It’s human to have questions, not know how you identify, or refuse to label yourself.

Sexual orientation

This describes the sexual attraction you feel towards other people. It’s not a choice, it’s something you feel and is very personal. People often lump romantic attraction in with sexual orientation, but they’re two separate things. Sometimes the two line up (for example, when a guy is both sexually and romantically attracted to guys), but not always (for example, when a guy is romantically attracted to guys, but not sexually). 

It’s also entirely possible to feel little to no sexual and/or romantic attraction at all. When that happens, it’s called asexuality or aromanticism. Head here to learn more about sexual and romantic orientations. 


Gender identity

This is a person’s internal feeling of being a man, a woman, both, neither, or something else (Interligne, 2021). Your gender identity may or may not be different from your biological sex and your gender expression. Because it’s a matter of how you, personally, feel inside, and nobody can question that. 

You can learn more about gender identities here.


Biological sex

Biological sex is what determines a person’s biological characteristics (like hairiness, body shape, hormones, and genitals). Some people have sexual characteristics of both sexes, too, which is called being intersex. Your sex is assigned at birth, meaning that it’s determined when a healthcare professional looks at your genitals when you’re born. It’s important to know that your sex can be different from your gender (for example, you’re assigned female at birth, but you identify as male), and your gender expression can be different from both.  


Gender expression

‘Gender expression’ describes the codes (like clothes, hairstyles, use of makeup, body language, and more) our society uses to signal a person’s gender. You can express your gender by following society’s masculine or feminine codes, but you can also break the mould by presenting however you want.

SUPPLIED MATERIAL —

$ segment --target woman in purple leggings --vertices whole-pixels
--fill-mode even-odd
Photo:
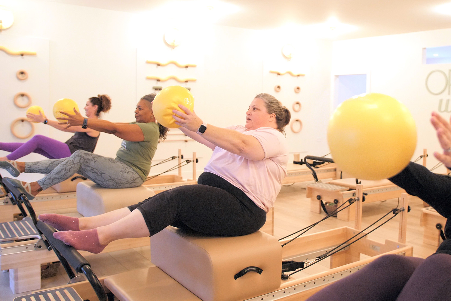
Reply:
[[[88,118],[97,119],[101,112],[107,112],[110,107],[111,99],[108,95],[103,94],[89,98],[83,109]],[[98,131],[83,129],[81,126],[65,129],[65,125],[60,125],[60,121],[56,120],[49,120],[40,111],[39,115],[29,113],[27,117],[32,121],[42,122],[60,130],[75,134],[64,143],[42,135],[35,135],[25,143],[0,142],[0,150],[11,152],[5,157],[0,157],[0,161],[17,160],[31,153],[40,154],[49,159],[60,159],[70,156],[78,149],[92,153],[96,148],[100,134]]]
[[[434,155],[451,167],[451,125],[436,113],[431,119],[442,153]],[[389,180],[447,218],[446,239],[426,259],[387,255],[315,294],[307,301],[442,301],[451,299],[451,177],[410,162]]]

TASK DESCRIPTION — Please set down the passage from the text above on orientation, gender, and sex, from "It’s also entirely" up to and including "can question that.", word for word.

TASK RESULT —
It’s also entirely possible to feel little to no sexual and/or romantic attraction at all. When that happens, it’s called asexuality or aromanticism. Head here to learn more about sexual and romantic orientations. 


Gender identity

This is a person’s internal feeling of being a man, a woman, both, neither, or something else (Interligne, 2021). Your gender identity may or may not be different from your biological sex and your gender expression. Because it’s a matter of how you, personally, feel inside, and nobody can question that.